----- Provided records

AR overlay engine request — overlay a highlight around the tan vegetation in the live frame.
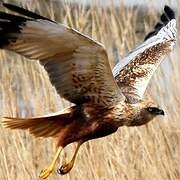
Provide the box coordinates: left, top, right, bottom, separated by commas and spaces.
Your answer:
0, 0, 180, 180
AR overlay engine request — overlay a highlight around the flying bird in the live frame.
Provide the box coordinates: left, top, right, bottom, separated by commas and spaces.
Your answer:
0, 3, 176, 179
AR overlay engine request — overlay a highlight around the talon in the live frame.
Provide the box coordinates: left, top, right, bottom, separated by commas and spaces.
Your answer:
39, 147, 63, 179
57, 164, 72, 175
57, 140, 84, 175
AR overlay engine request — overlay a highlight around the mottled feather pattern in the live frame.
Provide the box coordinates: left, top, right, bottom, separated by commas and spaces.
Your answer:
41, 46, 124, 106
114, 6, 176, 103
116, 42, 172, 103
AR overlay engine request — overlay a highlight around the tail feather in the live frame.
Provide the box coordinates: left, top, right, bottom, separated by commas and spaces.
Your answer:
2, 111, 73, 138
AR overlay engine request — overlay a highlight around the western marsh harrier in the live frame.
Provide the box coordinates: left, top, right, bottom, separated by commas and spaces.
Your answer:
0, 3, 176, 179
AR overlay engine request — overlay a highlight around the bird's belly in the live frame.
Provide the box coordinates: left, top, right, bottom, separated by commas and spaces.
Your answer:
57, 106, 120, 146
87, 122, 118, 140
57, 118, 118, 146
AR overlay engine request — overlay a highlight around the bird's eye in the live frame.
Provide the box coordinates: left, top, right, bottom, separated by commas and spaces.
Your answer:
147, 107, 159, 113
146, 107, 164, 115
147, 107, 153, 112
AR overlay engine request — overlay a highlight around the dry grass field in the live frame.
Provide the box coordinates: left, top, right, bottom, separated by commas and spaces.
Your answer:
0, 0, 180, 180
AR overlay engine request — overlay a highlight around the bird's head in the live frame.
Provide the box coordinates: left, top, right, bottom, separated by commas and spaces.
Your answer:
139, 102, 165, 125
127, 102, 165, 126
145, 106, 165, 116
143, 100, 165, 117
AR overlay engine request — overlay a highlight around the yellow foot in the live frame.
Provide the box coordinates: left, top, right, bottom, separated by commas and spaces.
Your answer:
57, 140, 84, 175
39, 146, 63, 179
39, 167, 53, 180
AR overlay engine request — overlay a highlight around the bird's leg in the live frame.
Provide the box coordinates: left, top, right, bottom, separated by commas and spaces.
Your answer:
39, 146, 63, 179
57, 140, 84, 175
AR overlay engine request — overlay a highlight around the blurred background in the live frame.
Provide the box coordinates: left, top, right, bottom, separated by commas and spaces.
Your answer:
0, 0, 180, 180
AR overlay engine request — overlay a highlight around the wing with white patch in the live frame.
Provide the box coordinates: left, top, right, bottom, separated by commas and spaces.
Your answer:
113, 5, 176, 103
0, 3, 124, 107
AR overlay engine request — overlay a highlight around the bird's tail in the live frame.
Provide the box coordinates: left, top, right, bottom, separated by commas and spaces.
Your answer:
2, 108, 74, 138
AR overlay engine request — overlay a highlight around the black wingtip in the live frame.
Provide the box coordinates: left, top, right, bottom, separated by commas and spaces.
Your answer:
2, 2, 53, 22
2, 3, 20, 10
0, 3, 28, 48
144, 5, 175, 41
164, 5, 175, 20
160, 14, 169, 24
0, 3, 56, 49
2, 2, 11, 7
144, 31, 156, 41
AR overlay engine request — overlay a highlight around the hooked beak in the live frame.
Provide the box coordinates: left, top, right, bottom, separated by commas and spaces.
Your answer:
159, 109, 165, 115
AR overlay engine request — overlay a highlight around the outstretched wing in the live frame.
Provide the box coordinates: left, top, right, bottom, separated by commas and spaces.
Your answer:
0, 3, 124, 107
113, 6, 176, 103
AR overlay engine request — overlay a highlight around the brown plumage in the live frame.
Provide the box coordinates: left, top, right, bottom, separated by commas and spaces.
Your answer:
0, 3, 176, 179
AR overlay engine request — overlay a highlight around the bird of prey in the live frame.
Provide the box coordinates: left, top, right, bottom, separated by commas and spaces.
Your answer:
0, 3, 176, 179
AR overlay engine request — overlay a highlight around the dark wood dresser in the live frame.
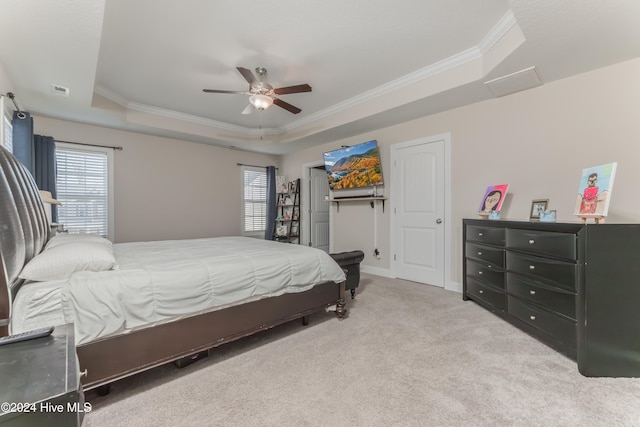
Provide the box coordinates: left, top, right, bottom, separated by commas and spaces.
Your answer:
463, 219, 640, 377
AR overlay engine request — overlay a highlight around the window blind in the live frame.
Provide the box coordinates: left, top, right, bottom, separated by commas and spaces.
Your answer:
0, 96, 13, 152
2, 114, 12, 152
242, 167, 267, 233
56, 147, 109, 236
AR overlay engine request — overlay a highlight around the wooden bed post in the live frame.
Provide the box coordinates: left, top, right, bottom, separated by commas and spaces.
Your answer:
335, 281, 347, 319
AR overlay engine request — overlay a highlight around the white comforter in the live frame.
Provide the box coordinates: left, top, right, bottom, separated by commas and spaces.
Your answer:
12, 237, 346, 344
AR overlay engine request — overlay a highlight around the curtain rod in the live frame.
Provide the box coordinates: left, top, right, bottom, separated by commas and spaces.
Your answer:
4, 92, 26, 119
55, 139, 123, 151
237, 163, 278, 170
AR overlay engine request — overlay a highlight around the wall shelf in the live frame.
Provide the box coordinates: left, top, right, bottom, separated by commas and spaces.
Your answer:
328, 196, 386, 212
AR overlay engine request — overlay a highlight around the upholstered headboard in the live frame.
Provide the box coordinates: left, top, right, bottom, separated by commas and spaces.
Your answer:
0, 145, 50, 334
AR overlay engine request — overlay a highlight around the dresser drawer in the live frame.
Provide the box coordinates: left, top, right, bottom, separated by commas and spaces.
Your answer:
506, 229, 576, 260
466, 259, 504, 289
506, 272, 576, 319
506, 252, 576, 292
465, 242, 504, 268
466, 225, 505, 246
508, 296, 576, 348
466, 277, 505, 310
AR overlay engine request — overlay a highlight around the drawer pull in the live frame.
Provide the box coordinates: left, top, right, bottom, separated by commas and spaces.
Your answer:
477, 251, 482, 256
529, 265, 535, 270
478, 271, 483, 275
529, 239, 535, 244
80, 369, 88, 377
529, 315, 536, 321
529, 290, 536, 295
478, 232, 484, 237
479, 290, 484, 294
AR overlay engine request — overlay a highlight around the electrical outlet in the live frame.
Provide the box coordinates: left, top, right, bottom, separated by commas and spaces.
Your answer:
51, 84, 70, 97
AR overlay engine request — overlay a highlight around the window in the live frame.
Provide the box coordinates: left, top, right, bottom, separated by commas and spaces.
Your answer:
55, 142, 114, 240
0, 95, 12, 152
241, 166, 267, 236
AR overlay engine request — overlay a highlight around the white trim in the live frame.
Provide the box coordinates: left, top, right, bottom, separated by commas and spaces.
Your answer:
389, 132, 453, 291
239, 165, 267, 238
360, 267, 462, 293
447, 280, 463, 294
477, 10, 517, 54
361, 265, 394, 278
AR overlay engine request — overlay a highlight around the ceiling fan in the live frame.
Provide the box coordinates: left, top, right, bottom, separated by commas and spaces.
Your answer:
203, 67, 311, 115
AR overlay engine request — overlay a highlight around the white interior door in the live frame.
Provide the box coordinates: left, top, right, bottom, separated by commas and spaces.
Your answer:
393, 137, 446, 287
309, 167, 330, 252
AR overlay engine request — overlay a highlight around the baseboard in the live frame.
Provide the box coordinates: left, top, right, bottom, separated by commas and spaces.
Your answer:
445, 280, 462, 294
360, 265, 394, 278
361, 265, 463, 294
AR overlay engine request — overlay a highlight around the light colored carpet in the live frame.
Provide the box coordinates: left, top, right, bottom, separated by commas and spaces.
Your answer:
83, 273, 640, 427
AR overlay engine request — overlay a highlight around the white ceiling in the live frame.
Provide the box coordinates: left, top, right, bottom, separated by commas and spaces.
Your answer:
1, 0, 639, 155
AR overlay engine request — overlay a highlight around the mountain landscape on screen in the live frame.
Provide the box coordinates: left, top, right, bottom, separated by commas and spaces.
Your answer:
323, 140, 383, 190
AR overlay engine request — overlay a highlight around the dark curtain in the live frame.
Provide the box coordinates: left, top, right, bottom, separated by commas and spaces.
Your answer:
12, 111, 34, 174
11, 111, 59, 222
264, 166, 277, 240
34, 135, 58, 222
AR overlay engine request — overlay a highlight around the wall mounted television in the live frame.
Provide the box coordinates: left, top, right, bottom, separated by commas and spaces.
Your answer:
323, 140, 383, 191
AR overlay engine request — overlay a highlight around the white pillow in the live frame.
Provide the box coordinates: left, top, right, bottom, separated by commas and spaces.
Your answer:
19, 241, 118, 282
45, 233, 112, 250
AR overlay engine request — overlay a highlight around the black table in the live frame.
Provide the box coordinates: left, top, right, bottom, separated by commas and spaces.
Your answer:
0, 324, 85, 426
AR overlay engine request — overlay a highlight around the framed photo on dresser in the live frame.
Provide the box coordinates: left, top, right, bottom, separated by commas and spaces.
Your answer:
529, 199, 548, 221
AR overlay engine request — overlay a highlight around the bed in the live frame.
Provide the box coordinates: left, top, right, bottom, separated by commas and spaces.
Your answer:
0, 145, 347, 390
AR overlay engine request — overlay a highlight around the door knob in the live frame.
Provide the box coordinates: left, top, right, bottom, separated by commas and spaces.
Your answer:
436, 218, 443, 224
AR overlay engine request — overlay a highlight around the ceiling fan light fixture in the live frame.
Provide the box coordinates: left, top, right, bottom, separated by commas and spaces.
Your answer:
249, 94, 273, 110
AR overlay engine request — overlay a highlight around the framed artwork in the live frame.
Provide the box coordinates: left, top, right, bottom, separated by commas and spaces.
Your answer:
276, 224, 288, 237
529, 199, 548, 220
478, 184, 509, 214
573, 162, 617, 217
276, 176, 287, 194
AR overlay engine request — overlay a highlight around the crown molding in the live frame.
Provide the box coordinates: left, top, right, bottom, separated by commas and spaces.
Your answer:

----------

▶ Exercise:
Your task is to copy every line of the entries that contains the string "black".

▶ Exercise solution:
AR overlay engine request — overlay a highlight around the black wingtip in the live frame.
AR overlay engine request — overlay a highlight around the black table in the live frame.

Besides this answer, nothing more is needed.